[START Task inputs]

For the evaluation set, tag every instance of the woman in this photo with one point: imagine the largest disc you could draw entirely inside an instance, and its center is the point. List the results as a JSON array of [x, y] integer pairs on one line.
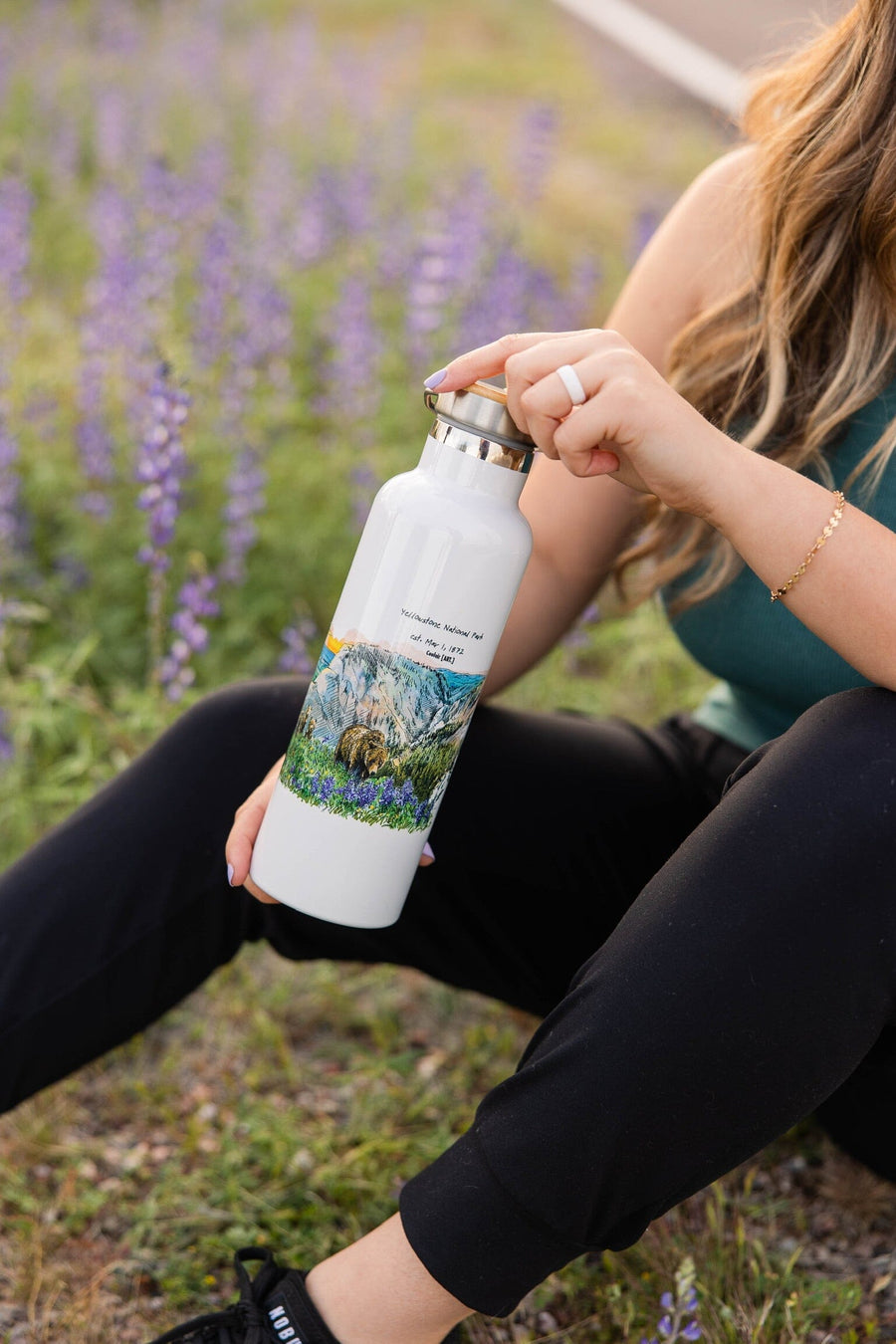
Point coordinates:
[[730, 874]]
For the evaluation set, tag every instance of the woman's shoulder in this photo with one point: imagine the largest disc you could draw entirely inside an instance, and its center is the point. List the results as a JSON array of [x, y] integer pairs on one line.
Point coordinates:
[[715, 226], [703, 252]]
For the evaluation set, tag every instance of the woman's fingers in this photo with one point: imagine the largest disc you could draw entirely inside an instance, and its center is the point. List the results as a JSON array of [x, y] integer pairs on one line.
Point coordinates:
[[245, 830], [528, 359], [487, 360]]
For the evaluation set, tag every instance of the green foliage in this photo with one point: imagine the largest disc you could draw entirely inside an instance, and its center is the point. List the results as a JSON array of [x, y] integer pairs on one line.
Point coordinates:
[[287, 1104]]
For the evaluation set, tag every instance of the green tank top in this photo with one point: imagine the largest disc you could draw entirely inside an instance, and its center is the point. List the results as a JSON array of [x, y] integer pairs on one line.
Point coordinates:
[[772, 668]]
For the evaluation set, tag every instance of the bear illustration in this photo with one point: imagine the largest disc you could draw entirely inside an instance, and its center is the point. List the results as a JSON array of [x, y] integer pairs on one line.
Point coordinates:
[[361, 748]]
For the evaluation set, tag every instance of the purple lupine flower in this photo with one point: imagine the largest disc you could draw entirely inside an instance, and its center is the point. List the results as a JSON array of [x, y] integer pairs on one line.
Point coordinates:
[[160, 468], [112, 329], [273, 196], [350, 388], [114, 127], [245, 500], [299, 638], [314, 231], [12, 527], [165, 200], [535, 150], [195, 605], [433, 281], [15, 239], [215, 291], [679, 1305], [96, 448], [264, 337], [577, 638], [160, 471]]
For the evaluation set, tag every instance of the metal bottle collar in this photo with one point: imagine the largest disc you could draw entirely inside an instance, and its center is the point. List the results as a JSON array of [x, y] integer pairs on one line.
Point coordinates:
[[485, 427]]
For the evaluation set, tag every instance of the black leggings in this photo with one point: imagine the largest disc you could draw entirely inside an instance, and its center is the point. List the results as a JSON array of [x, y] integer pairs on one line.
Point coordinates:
[[741, 952]]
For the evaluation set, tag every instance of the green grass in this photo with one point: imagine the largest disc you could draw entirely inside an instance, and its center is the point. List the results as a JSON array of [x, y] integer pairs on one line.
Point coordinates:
[[285, 1104]]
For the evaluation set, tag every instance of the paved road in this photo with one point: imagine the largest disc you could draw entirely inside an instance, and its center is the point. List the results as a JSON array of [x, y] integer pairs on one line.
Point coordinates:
[[743, 33], [739, 34]]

[END Task inputs]

◆ **Task description**: Put every line of the entries above into a JSON list of strings, one string per line, skipping blank lines and leaving out the picture.

◆ **Solution for this exercise**:
[
  "For the evaluation set, tag every instance of the woman in this photo with one point: imagine the largest disc you could draw entirely inside an instance, and its center is the point. List the results as a JSON array of [x, y] integer pairs on one line.",
  "Point coordinates:",
  "[[730, 874]]",
  "For the evaluation set, tag every instance of the woman's shoulder in this photo with one point: imagine the largest disc you could draw entirely inside an instance, and its center is the point. List the results as a JSON array of [x, y] integer pairs on one line.",
  "Point coordinates:",
  "[[715, 226], [703, 252]]",
  "For the evaluation set, tag every instance of the woman's fingers in this photo with one point: imagine the largest disc you could draw entirely inside an instance, and its center is the point. List the results as a JSON array of [x, y] integer pairs on one line.",
  "Point coordinates:",
  "[[245, 830], [528, 359], [487, 360]]",
  "For the evaluation set, tag every instance of the green foliage in this photo with one point: imagine the largest disc you could draw entirely inside an instance, and its center is the point. List the results as a JSON array of [x, y] integer pairs on one line.",
  "Point coordinates:",
  "[[287, 1104]]",
  "For the evaluation set, tag every instance of the green tank top in this photo with one point: imagine the largest disc you could draw entirely inside an instance, and its center is the point. List the results as a JSON array of [x, y] integer pairs on one line.",
  "Point coordinates:",
  "[[772, 668]]",
  "For the evaluation set, tag every instance of the bear illustration in this photo with one point: imagine the largest disc you could draw entirely inside an instance, and its center is the point. List the results as a JSON array of [x, y] integer pairs on one line.",
  "Point coordinates:",
  "[[361, 748]]",
  "For the evaluation set, tag every instance of the purple lupine flower in this photo with one point: imagine the largest disc you could draw entirely inside an instance, and its center is the point. List the results as a JSON array of [x, y] integer pairs on one line.",
  "Point coordinates:",
  "[[160, 468], [112, 329], [273, 196], [350, 388], [114, 127], [245, 500], [299, 638], [314, 231], [12, 527], [165, 200], [535, 150], [195, 605], [433, 281], [15, 239], [215, 291], [679, 1305], [96, 448], [264, 337], [577, 638], [160, 471]]",
  "For the evaluation set, tag every instance of the metal bottle collar in this photo with one point: imagine the largest disc you could draw entirely inside an instance, and its center is the point. List the results as a JSON array of [x, y] integer pairs on one line.",
  "Point coordinates:",
  "[[485, 427]]",
  "For the evaluation set, tag every instance of the black leggings in this photo with one point: imagine the largest disc you could draw entirely inside an instance, and its center is the point. List the results as a JSON array of [x, y] integer pairs on one line.",
  "Point coordinates:",
  "[[741, 952]]",
  "For the evaluation set, tag every instance of the green grass in this photo with one point: imagine the largest disc you could draw entirely inside an instance, and its center is the point. List the results as a JSON array of [x, y] integer pairs on one line.",
  "Point coordinates:",
  "[[285, 1104]]",
  "For the evaluation set, tag every instance of the paved road in this photo with one point: imagine the largest disc you could draw entirely inside an instance, and its center is the point. List the results as a JSON array of [x, y] integer pairs on one line.",
  "Point coordinates:",
  "[[743, 33], [739, 34]]"
]